Extract:
I've always had a soft spot for 'Omega Man' with all it's cheesy glory.


----------



## Lursa (aka 9MMare) (Jun 23, 2011)

sarahsbloke said:


> Nothing new suggested so far
> 'Canticle' must have been one of the dullest books ever, closely followed by 'on the beach'.
> 'Hitchhikers guide', I enjoyed the radio show, but more of a comedy than a serious EotW.
> 'The Stand' and 'Swan Song' drifted into fantasy, too much good and evil with a bit of magic thrown in, not keen on fantasy.
> ...


Patriots is excellent and if you like it straight and realistic, you'll like it. I hope you like guns because you'll get more details than you'd believe.

I loved The Stand..all time fav book, and Swan Song. I also dislike fantasy but it was secondary in the books I thought and both could have stood alone without it IMO.

I'll look for the Alex Scarrow books, thanks!


----------



## Lursa (aka 9MMare) (Jun 23, 2011)

Colin Taber said:


> My first three suggestions would have been:
> 
> 1) The Stand
> 2) World War Z
> ...


All 3 excellent! I'm not into zombies but WWZ was great.

Goal: In the forum thread, which book does Lursa call an all-time favorite? Answer from the forum thread alone.

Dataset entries

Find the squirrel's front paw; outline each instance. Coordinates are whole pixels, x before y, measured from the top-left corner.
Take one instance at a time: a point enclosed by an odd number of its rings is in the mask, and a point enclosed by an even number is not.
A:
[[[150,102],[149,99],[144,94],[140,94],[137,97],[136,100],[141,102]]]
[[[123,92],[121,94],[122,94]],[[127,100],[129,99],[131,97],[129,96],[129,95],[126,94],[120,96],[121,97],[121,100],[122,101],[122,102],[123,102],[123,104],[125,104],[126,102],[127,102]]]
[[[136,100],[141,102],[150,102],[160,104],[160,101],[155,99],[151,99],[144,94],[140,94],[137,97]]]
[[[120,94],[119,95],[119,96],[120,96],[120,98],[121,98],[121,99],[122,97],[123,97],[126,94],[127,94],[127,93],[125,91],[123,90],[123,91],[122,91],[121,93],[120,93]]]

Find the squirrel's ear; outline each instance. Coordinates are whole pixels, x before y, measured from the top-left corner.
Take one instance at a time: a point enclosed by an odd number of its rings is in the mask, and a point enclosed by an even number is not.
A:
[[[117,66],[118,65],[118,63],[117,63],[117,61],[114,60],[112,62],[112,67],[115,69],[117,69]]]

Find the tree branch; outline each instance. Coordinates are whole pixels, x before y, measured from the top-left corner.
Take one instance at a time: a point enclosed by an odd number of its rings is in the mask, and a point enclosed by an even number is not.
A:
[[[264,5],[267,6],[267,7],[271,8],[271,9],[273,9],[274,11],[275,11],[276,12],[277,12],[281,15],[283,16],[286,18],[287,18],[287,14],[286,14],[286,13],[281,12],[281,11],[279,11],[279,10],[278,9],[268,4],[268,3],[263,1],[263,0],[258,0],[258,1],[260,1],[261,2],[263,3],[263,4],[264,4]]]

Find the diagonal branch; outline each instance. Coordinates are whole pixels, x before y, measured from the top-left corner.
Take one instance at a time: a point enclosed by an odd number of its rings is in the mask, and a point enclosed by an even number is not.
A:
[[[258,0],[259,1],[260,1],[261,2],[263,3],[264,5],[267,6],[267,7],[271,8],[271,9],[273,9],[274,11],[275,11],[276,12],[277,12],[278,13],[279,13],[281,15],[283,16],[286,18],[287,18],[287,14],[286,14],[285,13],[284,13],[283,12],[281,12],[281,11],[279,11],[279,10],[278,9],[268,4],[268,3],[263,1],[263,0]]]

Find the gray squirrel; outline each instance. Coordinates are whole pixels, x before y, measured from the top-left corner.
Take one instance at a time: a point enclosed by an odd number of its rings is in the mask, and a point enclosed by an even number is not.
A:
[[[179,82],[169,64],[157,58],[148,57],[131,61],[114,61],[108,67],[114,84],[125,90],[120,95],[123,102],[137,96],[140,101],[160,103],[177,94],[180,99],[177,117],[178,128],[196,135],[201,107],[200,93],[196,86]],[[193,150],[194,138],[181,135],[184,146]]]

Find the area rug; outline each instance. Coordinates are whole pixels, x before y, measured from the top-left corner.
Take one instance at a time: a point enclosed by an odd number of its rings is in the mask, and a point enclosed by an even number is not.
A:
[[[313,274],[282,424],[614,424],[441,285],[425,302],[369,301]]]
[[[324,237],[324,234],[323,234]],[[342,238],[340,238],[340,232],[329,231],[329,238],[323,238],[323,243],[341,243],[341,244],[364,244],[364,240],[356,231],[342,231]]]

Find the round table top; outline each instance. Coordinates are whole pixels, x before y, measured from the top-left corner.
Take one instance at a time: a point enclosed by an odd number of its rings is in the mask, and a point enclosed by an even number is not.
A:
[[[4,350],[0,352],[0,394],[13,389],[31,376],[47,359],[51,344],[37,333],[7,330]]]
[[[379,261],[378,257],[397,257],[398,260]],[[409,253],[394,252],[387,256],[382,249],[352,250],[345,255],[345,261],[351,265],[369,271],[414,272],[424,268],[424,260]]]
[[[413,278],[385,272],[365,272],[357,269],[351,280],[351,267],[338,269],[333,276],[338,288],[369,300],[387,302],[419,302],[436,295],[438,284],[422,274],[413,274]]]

Solution for this exercise: The Stand